→ **Task**
For each entry, restate it word for word while omitting any image it holds.

↓↓↓

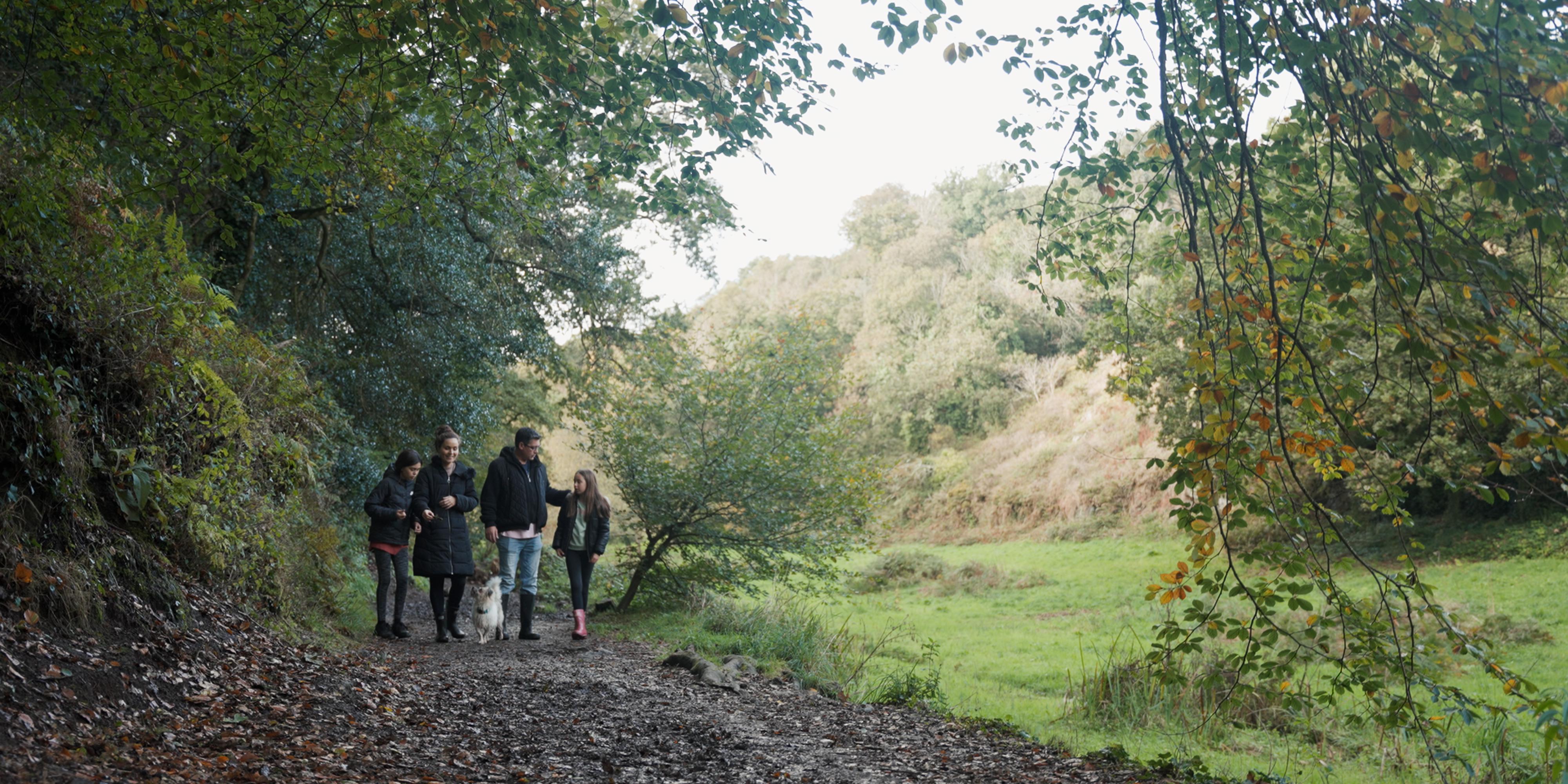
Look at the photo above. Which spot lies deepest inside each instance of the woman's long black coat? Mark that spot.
(443, 546)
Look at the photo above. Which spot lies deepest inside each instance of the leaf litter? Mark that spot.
(220, 699)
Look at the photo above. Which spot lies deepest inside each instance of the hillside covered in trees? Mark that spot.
(987, 402)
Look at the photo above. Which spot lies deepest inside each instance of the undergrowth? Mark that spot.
(148, 438)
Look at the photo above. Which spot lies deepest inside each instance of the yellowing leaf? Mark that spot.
(1385, 123)
(1556, 93)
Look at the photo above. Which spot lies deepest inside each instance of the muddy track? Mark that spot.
(252, 708)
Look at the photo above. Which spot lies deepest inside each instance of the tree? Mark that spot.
(882, 219)
(1398, 236)
(731, 459)
(412, 194)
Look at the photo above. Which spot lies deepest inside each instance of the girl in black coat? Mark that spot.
(443, 495)
(581, 535)
(390, 524)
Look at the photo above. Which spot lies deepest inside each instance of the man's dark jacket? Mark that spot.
(515, 495)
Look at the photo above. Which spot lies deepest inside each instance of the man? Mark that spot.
(512, 507)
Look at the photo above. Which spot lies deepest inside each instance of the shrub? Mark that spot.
(140, 424)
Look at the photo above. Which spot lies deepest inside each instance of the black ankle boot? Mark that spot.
(526, 612)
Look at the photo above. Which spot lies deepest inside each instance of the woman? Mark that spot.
(443, 495)
(581, 535)
(390, 524)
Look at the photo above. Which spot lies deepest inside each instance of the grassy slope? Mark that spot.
(1069, 466)
(1017, 653)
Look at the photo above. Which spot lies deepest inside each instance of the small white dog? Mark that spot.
(488, 620)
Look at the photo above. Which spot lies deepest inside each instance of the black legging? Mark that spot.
(454, 598)
(388, 568)
(579, 570)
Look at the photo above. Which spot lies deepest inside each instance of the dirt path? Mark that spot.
(227, 702)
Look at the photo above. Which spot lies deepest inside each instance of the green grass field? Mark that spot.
(1045, 615)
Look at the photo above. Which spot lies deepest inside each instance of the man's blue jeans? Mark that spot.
(520, 554)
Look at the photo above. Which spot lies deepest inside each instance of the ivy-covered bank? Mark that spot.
(147, 435)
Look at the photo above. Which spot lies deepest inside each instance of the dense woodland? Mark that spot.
(250, 250)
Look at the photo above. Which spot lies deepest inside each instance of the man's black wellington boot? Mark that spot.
(526, 612)
(506, 617)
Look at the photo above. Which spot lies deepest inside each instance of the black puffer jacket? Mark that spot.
(390, 498)
(443, 545)
(597, 529)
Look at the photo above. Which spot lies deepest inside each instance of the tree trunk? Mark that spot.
(652, 554)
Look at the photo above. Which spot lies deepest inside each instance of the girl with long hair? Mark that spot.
(443, 495)
(581, 535)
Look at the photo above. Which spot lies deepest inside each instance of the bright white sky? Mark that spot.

↑↑↑

→ **Reply**
Look at the photo above. Which spot lies deepest inside each instance of the woman's long black coat? Mark that spot.
(443, 546)
Look at the photo above. Which spot lies deepest inside each instance of the leaf litter? Mark that spot.
(220, 699)
Look at the photo above. Which spot lies deepest inside each instance of the hillside covered in trees? Mark that spot.
(987, 402)
Look at the photo above. Which spot lies deepest inside each instance of the undergrowth? Mark that spot.
(148, 438)
Look at the photo above. Which spot lies deepest inside each instance of the yellowing leaf? Mark that spot.
(1385, 123)
(1556, 93)
Look at the photo above. Which spot lies deepest inside each instance of the muddy track? Mark that spot.
(252, 708)
Look at the photo above. Which spot lies deepest inside each instance of the tree? Mark that spot.
(882, 219)
(1398, 236)
(731, 459)
(412, 194)
Look at the photo above. Which spot lies deepest inside each instance of the girl in black coat? Mark that spot.
(443, 495)
(581, 535)
(390, 524)
Look at the photo above. Which spot lies deepest inside each instance of the man's dark jacket? Mark that spot.
(515, 495)
Look at the photo above. Which spot lies deepest inside each instance of the man? Mark that spot.
(512, 507)
Look at the photo above. Which spot lies deepest inside each instance of the shrub? Mark that spot.
(140, 424)
Look at the photo above. Which spot lies deepest inside each instance of the black ankle boot? Mark that spot.
(526, 612)
Look at the photo above. Which spot lies deepest inside each instance of the woman? Mark that spot.
(443, 495)
(581, 535)
(390, 524)
Look at the photo above. Which spot lies deepest inside each instance of the grassy slope? Mark that spot.
(1069, 466)
(1017, 653)
Look at the photo above. Which spot lies deepest inside each instance of the small white dog? Mark that spot.
(488, 620)
Look at the photo above. Which spot lies deepest inside each instance of the black legging? Mark that spot.
(454, 598)
(388, 568)
(579, 570)
Look at the photo above. Which spot lies deepest inside each instance of the dirt path? Mark that spot.
(227, 702)
Look at the photo above. Which spot lies deepest inside each instance of the green grass field? Mark that spot.
(1045, 615)
Look at the photo above. Which spot lies deepest inside each instance of the man's blue jeans? Mark that spot.
(520, 554)
Look at the photo above. Which spot lies deepest inside each instance of the ivy-covered bank? Mark that spot.
(147, 435)
Look at the photo above. Which spot lies deepest inside each instance of the dense woodland? Mark that spot.
(250, 250)
Look at the photo above. Which spot lies deepest inside each instance of the man's black wellington boot? Mark that spot.
(526, 612)
(506, 617)
Look at the photo above. Which spot lies deepest inside each instance of the black puffer jacket? Mark that spot.
(390, 498)
(443, 545)
(597, 529)
Look at the photo above. Which spot lies deepest inside each instance of the tree trunk? Mark that spot.
(652, 554)
Look at the photo above. Which spot lies deepest inside each instance of the girl with long hair? Mark that spot.
(443, 495)
(581, 535)
Look at the photo above. Which spot lies deepest inside each instance of the bright white sky? Mark that spot.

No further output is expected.